The topic of gun control does come out quite a bit with every spree shooting, as do many of the arguments. According to some statistics guns are dangerous.[footnote]The chances of a handgun killing its owner is twice as much as the chances of it killing an assailant. (The chances of it doing either is fairly remote. Most families with handguns survive without incident.)[/footnote] Our crime rate with guns in the US is ridiculously high compared to that of the rest of the industrialized world (even those with rampant private gun ownership). It's all true.
And yeah, there's a lot of common counter arguments: guns have uses too, especially against vermin and hungry megafauna, that the police are short staffed, that our government gets rambunctious when they're not nervous about someone trying to shoot them out of spite. That there's a gun culture, and changing that would be a problem. Indeed, the United States has had a frontier most of its existence, and that has given us an individualist culture. We still have plenty of rural and downright wild areas and our institutionalized hazard control services cannot possibly cover all occasions.

● **Short task 1**: According to the passage on gun control, what has given the United States its individualist culture?
The passage on gun control and the entries are independent of each other and should be treated as distinct material.

● **Input records**:

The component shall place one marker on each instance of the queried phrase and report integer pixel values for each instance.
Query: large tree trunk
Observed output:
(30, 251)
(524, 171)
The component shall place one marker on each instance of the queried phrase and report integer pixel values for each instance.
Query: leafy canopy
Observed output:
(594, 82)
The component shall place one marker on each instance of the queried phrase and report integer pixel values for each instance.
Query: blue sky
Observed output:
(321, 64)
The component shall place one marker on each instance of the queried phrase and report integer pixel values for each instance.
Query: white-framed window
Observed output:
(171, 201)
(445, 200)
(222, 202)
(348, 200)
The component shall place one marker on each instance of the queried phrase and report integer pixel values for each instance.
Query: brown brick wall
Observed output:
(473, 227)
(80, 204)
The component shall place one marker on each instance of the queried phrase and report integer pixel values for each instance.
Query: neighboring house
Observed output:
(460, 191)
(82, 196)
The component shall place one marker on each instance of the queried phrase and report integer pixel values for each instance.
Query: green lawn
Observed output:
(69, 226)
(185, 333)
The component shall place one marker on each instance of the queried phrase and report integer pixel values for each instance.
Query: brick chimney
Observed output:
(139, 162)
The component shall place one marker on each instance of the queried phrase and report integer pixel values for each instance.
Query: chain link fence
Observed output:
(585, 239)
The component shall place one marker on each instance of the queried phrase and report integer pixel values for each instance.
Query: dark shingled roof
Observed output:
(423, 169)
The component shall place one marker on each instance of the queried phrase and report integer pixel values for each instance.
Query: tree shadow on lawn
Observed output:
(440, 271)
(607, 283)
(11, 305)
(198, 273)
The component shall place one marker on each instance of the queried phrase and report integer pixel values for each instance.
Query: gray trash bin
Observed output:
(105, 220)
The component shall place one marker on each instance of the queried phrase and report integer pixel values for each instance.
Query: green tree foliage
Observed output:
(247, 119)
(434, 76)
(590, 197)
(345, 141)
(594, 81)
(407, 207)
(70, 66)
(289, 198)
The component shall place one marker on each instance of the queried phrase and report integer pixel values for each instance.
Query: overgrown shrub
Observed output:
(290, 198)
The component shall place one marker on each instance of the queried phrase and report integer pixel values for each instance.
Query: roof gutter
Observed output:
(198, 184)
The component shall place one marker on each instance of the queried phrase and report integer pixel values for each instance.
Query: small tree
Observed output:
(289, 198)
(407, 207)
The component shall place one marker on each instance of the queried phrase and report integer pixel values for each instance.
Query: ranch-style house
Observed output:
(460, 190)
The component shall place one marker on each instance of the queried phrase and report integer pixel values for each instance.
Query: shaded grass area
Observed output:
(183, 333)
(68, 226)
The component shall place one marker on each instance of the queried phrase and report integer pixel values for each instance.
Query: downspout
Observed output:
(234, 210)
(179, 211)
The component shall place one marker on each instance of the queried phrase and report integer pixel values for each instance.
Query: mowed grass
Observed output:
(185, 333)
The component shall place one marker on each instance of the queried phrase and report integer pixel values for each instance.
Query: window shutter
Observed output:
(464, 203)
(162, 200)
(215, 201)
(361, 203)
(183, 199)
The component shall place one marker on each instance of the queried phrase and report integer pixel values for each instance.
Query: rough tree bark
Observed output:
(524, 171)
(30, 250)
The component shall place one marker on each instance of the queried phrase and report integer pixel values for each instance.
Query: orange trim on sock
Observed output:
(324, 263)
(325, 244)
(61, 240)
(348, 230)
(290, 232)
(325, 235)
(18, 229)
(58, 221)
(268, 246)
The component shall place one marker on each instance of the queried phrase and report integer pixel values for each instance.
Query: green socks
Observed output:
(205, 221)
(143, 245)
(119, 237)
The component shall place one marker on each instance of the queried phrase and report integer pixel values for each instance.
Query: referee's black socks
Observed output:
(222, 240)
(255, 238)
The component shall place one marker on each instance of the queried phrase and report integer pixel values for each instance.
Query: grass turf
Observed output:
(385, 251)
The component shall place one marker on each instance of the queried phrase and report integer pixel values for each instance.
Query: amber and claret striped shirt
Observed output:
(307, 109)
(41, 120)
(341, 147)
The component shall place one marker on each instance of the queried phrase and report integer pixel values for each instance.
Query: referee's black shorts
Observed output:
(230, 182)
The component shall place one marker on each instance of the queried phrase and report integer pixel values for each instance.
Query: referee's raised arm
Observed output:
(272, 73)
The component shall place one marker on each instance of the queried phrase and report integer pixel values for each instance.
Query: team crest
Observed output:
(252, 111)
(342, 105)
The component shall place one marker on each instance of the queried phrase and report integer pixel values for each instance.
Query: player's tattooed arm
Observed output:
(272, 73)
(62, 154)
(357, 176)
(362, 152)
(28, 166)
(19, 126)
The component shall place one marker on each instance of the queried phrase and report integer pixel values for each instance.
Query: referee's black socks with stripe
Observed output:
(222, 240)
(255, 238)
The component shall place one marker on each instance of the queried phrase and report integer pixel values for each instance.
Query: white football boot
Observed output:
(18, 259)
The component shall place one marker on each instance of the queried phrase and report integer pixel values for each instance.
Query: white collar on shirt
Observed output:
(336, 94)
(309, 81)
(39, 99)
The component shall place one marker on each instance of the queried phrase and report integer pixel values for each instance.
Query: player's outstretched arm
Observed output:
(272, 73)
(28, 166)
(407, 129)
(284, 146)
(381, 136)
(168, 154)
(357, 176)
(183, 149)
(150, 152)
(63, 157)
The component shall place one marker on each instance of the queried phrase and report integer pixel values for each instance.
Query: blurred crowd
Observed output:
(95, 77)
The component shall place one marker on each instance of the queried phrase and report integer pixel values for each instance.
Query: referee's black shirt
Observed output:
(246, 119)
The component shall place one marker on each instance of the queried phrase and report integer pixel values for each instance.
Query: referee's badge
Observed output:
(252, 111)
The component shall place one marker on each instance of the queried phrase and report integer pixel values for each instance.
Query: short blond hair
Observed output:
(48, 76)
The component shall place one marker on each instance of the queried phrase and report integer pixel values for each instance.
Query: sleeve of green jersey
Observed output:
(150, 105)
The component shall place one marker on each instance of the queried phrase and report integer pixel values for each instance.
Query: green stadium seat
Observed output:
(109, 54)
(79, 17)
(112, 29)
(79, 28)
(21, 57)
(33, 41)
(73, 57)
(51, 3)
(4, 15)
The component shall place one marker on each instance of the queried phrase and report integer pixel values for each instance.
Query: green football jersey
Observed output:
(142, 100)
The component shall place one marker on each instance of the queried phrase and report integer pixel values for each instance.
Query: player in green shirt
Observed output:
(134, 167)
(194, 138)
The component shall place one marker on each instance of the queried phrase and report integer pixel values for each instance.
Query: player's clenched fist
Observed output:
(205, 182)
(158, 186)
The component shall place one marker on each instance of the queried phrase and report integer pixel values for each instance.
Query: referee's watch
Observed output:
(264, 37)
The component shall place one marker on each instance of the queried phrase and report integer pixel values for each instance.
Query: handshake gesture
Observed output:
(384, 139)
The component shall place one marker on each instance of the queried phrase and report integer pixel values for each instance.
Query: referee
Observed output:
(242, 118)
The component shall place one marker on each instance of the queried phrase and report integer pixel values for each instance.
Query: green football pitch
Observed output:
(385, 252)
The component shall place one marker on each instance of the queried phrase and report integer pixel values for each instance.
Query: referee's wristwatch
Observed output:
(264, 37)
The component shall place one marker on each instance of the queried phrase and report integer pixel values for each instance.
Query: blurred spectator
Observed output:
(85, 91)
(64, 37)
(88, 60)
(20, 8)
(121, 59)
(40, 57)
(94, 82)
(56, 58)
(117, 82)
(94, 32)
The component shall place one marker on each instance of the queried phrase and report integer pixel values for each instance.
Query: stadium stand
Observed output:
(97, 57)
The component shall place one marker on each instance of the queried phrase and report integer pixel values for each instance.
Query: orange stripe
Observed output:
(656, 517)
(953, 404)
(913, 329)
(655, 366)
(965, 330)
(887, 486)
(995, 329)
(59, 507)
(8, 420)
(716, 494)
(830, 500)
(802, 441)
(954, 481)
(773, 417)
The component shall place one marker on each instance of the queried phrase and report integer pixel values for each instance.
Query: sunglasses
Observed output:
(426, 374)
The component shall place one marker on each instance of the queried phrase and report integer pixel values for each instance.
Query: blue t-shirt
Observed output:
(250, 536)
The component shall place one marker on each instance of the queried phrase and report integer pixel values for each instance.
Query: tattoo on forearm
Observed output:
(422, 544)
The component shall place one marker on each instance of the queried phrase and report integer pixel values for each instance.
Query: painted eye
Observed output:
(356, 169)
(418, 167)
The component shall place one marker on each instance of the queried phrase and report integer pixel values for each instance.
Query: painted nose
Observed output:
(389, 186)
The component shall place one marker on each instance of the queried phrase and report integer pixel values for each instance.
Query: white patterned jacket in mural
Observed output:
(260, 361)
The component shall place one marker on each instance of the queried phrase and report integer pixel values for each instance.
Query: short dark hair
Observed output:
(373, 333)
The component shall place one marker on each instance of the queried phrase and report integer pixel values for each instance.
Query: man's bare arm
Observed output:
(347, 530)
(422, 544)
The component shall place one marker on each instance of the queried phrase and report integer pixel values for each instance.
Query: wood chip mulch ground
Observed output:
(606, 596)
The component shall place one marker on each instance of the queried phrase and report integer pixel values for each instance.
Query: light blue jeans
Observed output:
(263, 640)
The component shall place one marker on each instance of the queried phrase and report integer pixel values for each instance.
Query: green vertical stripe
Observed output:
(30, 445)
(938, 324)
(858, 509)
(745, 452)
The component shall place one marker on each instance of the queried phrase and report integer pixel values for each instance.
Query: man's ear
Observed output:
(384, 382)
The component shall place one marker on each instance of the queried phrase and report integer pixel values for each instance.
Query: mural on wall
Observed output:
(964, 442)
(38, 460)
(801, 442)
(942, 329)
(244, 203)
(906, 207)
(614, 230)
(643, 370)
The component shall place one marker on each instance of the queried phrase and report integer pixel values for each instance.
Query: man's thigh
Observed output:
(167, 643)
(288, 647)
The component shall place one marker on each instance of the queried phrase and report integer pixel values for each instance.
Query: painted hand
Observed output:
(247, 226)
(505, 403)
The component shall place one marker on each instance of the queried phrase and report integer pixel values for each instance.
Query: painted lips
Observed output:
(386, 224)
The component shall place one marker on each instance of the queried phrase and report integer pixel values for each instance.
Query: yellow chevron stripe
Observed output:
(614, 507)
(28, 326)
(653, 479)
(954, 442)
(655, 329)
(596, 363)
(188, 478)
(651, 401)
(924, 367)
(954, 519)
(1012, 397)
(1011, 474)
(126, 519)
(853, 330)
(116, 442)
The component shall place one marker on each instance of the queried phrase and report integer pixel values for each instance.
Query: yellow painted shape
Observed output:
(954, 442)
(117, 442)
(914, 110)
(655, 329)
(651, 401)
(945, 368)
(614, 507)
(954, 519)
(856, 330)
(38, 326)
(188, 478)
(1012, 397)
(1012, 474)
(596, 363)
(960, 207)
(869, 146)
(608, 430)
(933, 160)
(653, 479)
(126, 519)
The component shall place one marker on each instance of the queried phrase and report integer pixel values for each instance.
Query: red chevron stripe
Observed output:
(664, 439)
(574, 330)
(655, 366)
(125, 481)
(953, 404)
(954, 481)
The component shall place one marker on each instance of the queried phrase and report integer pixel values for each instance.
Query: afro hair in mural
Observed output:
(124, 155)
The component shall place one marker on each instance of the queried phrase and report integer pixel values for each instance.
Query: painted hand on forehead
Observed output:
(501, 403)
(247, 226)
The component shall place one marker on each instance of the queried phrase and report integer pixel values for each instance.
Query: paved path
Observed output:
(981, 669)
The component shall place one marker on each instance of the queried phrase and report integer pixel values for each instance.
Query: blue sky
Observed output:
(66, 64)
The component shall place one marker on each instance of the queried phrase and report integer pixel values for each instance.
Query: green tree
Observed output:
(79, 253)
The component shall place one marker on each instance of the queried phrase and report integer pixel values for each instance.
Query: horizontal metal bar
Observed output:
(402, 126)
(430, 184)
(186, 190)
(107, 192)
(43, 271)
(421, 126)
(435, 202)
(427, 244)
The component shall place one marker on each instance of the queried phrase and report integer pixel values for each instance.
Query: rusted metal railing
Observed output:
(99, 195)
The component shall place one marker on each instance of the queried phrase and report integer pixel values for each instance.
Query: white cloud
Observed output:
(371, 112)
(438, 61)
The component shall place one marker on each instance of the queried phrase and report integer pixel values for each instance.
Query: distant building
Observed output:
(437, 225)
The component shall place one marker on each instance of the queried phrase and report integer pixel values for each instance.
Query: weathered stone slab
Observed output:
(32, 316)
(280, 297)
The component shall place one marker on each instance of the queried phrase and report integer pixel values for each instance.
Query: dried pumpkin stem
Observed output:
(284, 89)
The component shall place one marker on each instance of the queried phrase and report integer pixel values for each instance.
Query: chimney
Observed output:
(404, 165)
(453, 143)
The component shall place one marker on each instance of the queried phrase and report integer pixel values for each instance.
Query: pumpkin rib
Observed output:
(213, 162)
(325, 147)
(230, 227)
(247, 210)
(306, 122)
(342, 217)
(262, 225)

● **Short task 2**: Report each line of the entries that contains the word "orange".

● **Final result 1**: The passage on gun control attributes the individualist culture of the United States to the country having had a frontier for most of its existence.

● **Final result 2**:
Query: orange trim on sock
Query: orange stripe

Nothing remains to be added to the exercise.